→ **ЗАДАНИЯ**:
A. Что, согласно приведенному ниже фрагменту текста, возникло за плечом в отражении во сне?
B. Установите, согласуются ли с приведенным ниже фрагментом текста утверждения (i)–(iii). По каждому ответьте «да» или «нет» и дословно приведите решающие слова фрагмента.
(i) Человек помнит только яркое, исключительное.
(ii) Причины лгать о случае с зеркалом существуют.
(iii) Во фрагменте сказано, что описанный сон точно был только сном, а не происходил на самом деле.

→ **ФРАГМЕНТ ТЕКСТА**:
┏━━
Это проливает свет не только на мой собственный случай, но и на проблему, которую я затронула в самом начале: почему так трудно описать человека, с которым происходят те или иные события. Человек, очевидно, чрезвычайно сложен. Взять хотя бы случай с зеркалом. Я приложила все усилия, пытаясь объяснить, почему мне было стыдно смотреть на свое лицо, но выявила лишь некоторые возможные причины; наверняка есть и другие; едва ли я докопалась до истины; тем не менее это очень простая ситуация, и она произошла со мной лично, а причин лгать у меня нет. Несмотря на все это, люди пишут так называемые жизни [биографии] других людей, но на самом деле всего лишь описывают набор событий, оставляя неизвестным самого человека, с которым они произошли. Позвольте рассказать один сон, возможно, имеющий отношение к случаю с зеркалом. Мне приснилось, что я рассматриваю свое отражение, как вдруг за плечом возникло нечто жуткое – звериное лицо. Но я точно не уверена, приснилось мне это или же было на самом деле. Может, я смотрелась в зеркало, а на заднем плане что-то шевельнулось или показалось мне живым? Не знаю. Никогда не забуду ту физиономию в зеркале, приснившуюся или настоящую, но она меня ужасно напугала.

Таковы некоторые из моих первых воспоминаний. Но, конечно, в качестве рассказа о моей жизни они вводят в заблуждение, ибо то, чего не помнишь, не менее важно, а то и намного важнее. Если бы я могла вспомнить целиком хотя бы один день, у меня бы получилось описать, пускай и поверхностно, какой была жизнь в детстве. К сожалению, человек помнит только яркое, исключительное. Хотя порой совершенно непонятно, почему одно является особенным, а другое – нет. Почему я забыла столько всего, что, казалось, не забудется никогда, а другое по-прежнему помню. Почему я помню жужжание пчел в саду по пути на пляж и напрочь забыла, как отец бросал меня голой в море? (Миссис Суэнвик54 говорит, что видела это лично).
┗━━
→ **ИСХОДНЫЕ ДАННЫЕ**:
┏━━
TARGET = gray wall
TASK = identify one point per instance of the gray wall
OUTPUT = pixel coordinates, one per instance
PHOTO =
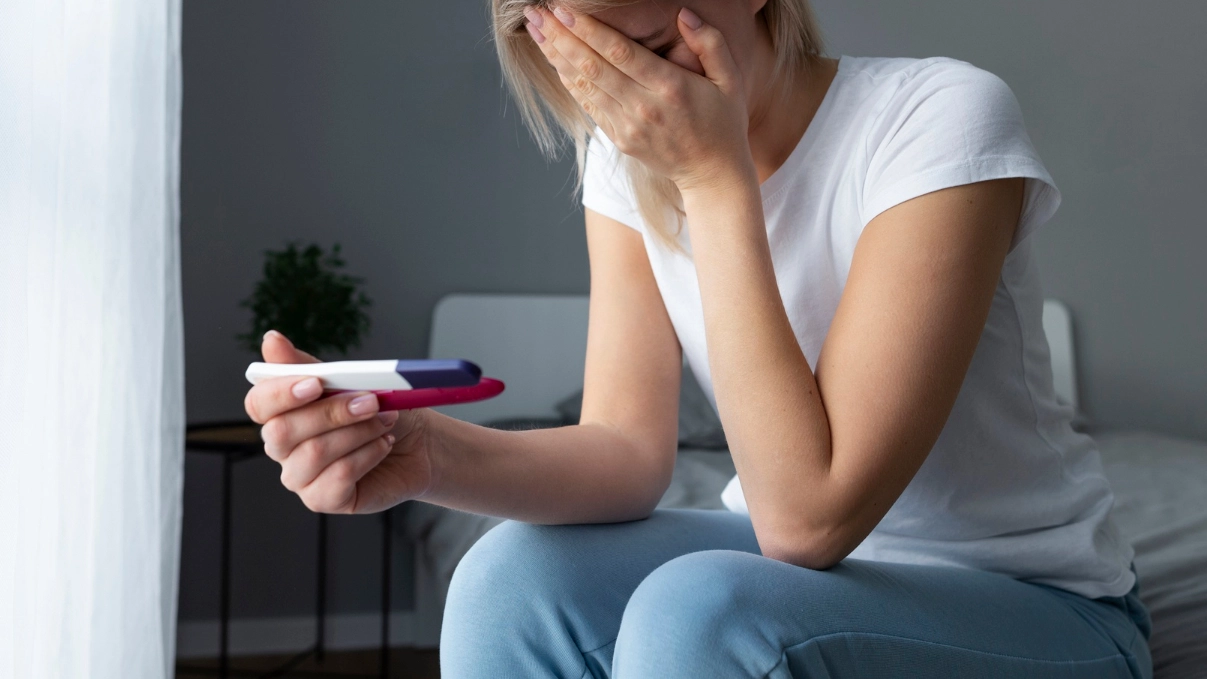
(383, 126)
(377, 124)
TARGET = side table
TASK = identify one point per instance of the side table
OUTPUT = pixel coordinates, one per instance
(238, 442)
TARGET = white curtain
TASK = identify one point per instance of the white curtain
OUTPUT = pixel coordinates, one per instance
(91, 347)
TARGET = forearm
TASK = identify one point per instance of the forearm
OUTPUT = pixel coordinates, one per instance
(578, 474)
(765, 391)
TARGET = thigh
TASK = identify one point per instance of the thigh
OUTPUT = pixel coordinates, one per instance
(742, 615)
(547, 601)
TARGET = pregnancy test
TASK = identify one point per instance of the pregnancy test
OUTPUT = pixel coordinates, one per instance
(375, 375)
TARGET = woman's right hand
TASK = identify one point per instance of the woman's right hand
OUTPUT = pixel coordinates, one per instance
(338, 454)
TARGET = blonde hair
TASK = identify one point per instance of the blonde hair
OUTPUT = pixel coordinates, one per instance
(553, 116)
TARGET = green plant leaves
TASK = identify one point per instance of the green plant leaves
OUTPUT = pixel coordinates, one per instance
(305, 296)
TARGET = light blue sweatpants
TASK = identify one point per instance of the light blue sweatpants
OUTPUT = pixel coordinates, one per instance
(684, 593)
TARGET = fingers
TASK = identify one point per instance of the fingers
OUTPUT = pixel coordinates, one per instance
(314, 455)
(593, 75)
(336, 489)
(273, 397)
(599, 40)
(278, 349)
(710, 47)
(285, 432)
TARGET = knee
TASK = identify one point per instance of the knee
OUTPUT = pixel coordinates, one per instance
(684, 609)
(508, 568)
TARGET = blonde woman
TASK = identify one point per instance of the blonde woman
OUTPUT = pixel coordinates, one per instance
(840, 249)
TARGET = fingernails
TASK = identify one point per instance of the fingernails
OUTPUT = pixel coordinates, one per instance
(536, 35)
(691, 19)
(534, 17)
(565, 17)
(308, 387)
(362, 404)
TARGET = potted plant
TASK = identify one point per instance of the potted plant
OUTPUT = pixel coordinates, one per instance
(305, 294)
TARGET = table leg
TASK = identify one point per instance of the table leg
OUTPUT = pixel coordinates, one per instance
(225, 595)
(386, 544)
(320, 642)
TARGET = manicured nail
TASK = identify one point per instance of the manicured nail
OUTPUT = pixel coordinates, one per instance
(565, 17)
(691, 18)
(536, 35)
(534, 17)
(362, 404)
(308, 387)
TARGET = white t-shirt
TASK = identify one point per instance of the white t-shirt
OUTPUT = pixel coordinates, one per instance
(1009, 486)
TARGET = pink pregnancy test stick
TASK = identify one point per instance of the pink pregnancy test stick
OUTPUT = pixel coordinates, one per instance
(409, 399)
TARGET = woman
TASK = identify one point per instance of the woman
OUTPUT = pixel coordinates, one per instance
(840, 249)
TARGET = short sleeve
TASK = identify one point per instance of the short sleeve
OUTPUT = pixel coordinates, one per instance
(950, 124)
(606, 188)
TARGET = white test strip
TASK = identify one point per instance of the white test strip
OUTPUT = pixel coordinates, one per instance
(356, 375)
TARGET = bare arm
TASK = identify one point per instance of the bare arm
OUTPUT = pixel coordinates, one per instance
(613, 466)
(617, 462)
(822, 455)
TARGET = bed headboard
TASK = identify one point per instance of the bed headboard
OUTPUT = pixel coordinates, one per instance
(536, 344)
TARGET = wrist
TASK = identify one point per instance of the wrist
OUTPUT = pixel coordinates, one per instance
(427, 444)
(719, 182)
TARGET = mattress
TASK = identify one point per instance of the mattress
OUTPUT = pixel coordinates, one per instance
(1160, 486)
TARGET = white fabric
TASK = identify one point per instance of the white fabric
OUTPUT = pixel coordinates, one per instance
┗━━
→ **ОТВЕТЫ НА ЗАДАНИЯ**:
A. Нечто жуткое — звериное лицо.

B.
(i) Да: «К сожалению, человек помнит только яркое, исключительное».
(ii) Нет: «а причин лгать у меня нет».
(iii) Нет: «Но я точно не уверена, приснилось мне это или же было на самом деле».